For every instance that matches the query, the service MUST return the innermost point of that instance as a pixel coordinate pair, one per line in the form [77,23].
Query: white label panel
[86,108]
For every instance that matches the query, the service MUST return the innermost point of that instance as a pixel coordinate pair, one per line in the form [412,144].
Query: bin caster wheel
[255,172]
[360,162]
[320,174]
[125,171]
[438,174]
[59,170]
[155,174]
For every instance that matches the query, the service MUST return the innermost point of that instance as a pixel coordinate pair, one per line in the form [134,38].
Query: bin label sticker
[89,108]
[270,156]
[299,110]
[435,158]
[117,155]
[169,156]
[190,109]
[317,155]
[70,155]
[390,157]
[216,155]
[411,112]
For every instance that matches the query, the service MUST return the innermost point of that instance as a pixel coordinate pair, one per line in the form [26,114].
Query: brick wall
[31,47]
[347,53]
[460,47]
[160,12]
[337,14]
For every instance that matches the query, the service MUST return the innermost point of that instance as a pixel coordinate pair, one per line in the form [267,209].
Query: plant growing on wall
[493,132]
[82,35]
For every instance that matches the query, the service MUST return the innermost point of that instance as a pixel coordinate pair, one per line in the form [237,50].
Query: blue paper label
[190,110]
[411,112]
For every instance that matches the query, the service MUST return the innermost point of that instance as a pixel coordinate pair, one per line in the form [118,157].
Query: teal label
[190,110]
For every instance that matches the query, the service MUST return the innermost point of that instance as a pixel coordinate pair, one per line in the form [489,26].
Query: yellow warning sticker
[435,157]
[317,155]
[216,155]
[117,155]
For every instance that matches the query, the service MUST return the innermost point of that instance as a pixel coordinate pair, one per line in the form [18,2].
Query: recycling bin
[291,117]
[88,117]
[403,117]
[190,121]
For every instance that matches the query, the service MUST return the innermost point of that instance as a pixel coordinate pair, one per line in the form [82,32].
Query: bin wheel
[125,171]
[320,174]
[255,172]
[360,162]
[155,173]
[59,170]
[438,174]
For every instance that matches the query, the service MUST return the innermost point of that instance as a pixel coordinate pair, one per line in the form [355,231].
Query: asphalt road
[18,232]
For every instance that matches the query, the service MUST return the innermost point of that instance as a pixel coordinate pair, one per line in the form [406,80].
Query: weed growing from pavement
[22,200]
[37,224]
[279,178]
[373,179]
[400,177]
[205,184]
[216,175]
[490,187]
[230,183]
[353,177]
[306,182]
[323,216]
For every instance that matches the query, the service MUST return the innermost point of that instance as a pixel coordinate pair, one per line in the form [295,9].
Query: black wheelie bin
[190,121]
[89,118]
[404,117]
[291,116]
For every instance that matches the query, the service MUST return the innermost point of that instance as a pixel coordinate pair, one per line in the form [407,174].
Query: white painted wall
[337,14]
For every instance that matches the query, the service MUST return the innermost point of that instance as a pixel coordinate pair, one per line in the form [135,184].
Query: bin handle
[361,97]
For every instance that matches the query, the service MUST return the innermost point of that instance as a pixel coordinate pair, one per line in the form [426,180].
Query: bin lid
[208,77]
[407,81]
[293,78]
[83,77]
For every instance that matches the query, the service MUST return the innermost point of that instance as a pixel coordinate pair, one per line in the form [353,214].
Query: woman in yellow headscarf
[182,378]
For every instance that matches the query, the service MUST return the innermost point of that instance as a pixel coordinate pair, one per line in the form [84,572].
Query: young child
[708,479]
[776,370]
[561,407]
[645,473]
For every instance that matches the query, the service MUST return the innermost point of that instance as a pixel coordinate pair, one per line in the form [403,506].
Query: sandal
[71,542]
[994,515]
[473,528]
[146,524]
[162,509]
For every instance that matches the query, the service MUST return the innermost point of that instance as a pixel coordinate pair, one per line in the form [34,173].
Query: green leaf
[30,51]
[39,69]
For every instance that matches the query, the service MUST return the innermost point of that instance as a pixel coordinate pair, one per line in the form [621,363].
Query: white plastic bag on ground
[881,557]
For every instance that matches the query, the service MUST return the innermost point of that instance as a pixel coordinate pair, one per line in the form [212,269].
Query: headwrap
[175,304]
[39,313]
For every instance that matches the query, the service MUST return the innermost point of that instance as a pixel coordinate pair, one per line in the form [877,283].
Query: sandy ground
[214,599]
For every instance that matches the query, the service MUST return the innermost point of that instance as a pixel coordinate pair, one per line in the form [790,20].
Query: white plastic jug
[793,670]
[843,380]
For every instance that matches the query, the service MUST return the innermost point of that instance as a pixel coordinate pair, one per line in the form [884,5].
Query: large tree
---+---
■ Aim of the exercise
Set down all of the data above, word for word.

■ Solution
For every instance that matches the query, the service MUST return the innermost point of that instance as a pixel coordinate pair, one per line in the form [77,23].
Query: white label panel
[86,108]
For every instance that matches the query, the service MUST return the innermost point of that instance as a pixel coordinate pair, one per line in the form [412,144].
Query: bin caster wheel
[255,172]
[360,162]
[320,174]
[125,171]
[438,174]
[59,170]
[155,174]
For every instance that matches the query, the service MUST return the innermost point of that instance as a pixel coordinate pair, one per line in the form [134,38].
Query: bin label sticker
[89,108]
[270,156]
[299,110]
[435,158]
[117,155]
[169,156]
[190,109]
[317,155]
[70,155]
[390,157]
[216,155]
[411,112]
For every instance that matches the query, the service MUST return the innermost point of that instance as a pixel coordinate pair, one per line in the form [26,114].
Query: brick wall
[31,47]
[347,53]
[460,47]
[160,12]
[337,14]
For every instance that matches the query, the service MUST return the innermost point of that instance as a pixel coordinate pair, one per line in the form [267,209].
Query: plant growing on wall
[493,132]
[82,35]
For every instance that matches the query, the service MUST return the innermost point of that instance as a pixel coordinate pair, one per line in the form [237,50].
Query: blue paper label
[190,110]
[411,112]
For every instance that matches the query, the service MUST return the innermost point of that instance as a pixel coordinate pair, one per line in the form [118,157].
Query: teal label
[190,110]
For every instance that matches the query, the service MUST return the innermost point of that instance as a pixel coordinate pair, one per line in the form [489,26].
Query: yellow warning sticker
[435,157]
[317,155]
[216,155]
[117,155]
For every instance that matches the query, the service MUST return the innermost point of that instance as a pixel coordinate pair, one per line in the form [18,2].
Query: recycling bin
[291,117]
[88,117]
[403,117]
[190,121]
For every instance that matches the query, the service MUST return the innermost point of that instance as a pixel coordinate pair, one per line in the form [82,32].
Query: bin wheel
[125,171]
[320,174]
[255,172]
[360,162]
[155,173]
[59,170]
[438,174]
For every instance that matches the query, the service MUST return the innermost point of that instance as a pixel coordinate pair, one per line in the form [355,231].
Query: asphalt road
[18,232]
For every instance that matches the query, the service MUST return the innermost point of that instance as a pixel coordinate pair, one per line in the form [406,80].
Query: weed growing from pavement
[22,200]
[37,224]
[279,178]
[373,179]
[400,177]
[205,184]
[216,175]
[490,187]
[230,183]
[353,177]
[306,182]
[323,216]
For every instance that matches the query, the service MUST return the innermost point of that instance as a pixel coordinate pair, one per line in the form [295,9].
Query: black wheelie bin
[190,121]
[89,118]
[404,117]
[291,116]
For every instance that matches the query, the service MUST return the innermost point of that instance as a pixel coordinate pair, one per line in the form [407,174].
Query: white painted wall
[337,14]
For every instance that matches the query, the service MUST return the innermost point of that instance as a pixel coordinate pair, one per line in the form [135,184].
Query: bin handle
[361,97]
For every instance that matches the query, the service MUST return the innermost point of that instance as a pixel coordinate pair, one per line in the form [426,180].
Query: bin lid
[208,77]
[407,81]
[293,78]
[83,77]
For every instance that matches the query, the service MUST return the innermost point of that instance as a pixel coordinate pair, one per line in the form [353,214].
Query: woman in yellow headscarf
[182,378]
For every instance that matches the query, the service MUST return the innermost point of that instance as a pixel coordinate pair, one per line in the form [84,572].
Query: young child
[708,479]
[776,370]
[561,407]
[645,473]
For every instance that matches the query, the service MUST return the innermost point of that instance as a pixel coordinate pair, one per line in the form [403,506].
Query: sandal
[71,542]
[994,515]
[473,528]
[146,524]
[162,509]
For every instance that matches the query, the service MUST return the innermost point of that instance as a pixel coordinate pair, one per line in the form [34,173].
Query: green leaf
[30,51]
[39,69]
For every instance that matches the query, the service MUST return the innermost point of that instance as a pixel coordinate pair, one per line in the form [621,363].
Query: white plastic bag on ground
[881,557]
For every instance that matches the query, the service MUST return the innermost point of that instance as a pixel coordinate pair, one per line in the form [212,269].
Query: headwrap
[175,304]
[39,313]
For every instance that matches the query, the service MUST return the innermost point of that instance as a pixel coordinate pair, one per line in the form [877,283].
Query: sandy ground
[214,599]
For every instance that matches the query, the service MUST return the innermost point of that instance as a pixel coordinate pair, one per line in the form [790,20].
Query: white plastic jug
[793,670]
[843,380]
For every instance that matches the query, the service MUST return the innermost point of that instance as a pixel coordinate pair, one per line in the form [884,5].
Query: large tree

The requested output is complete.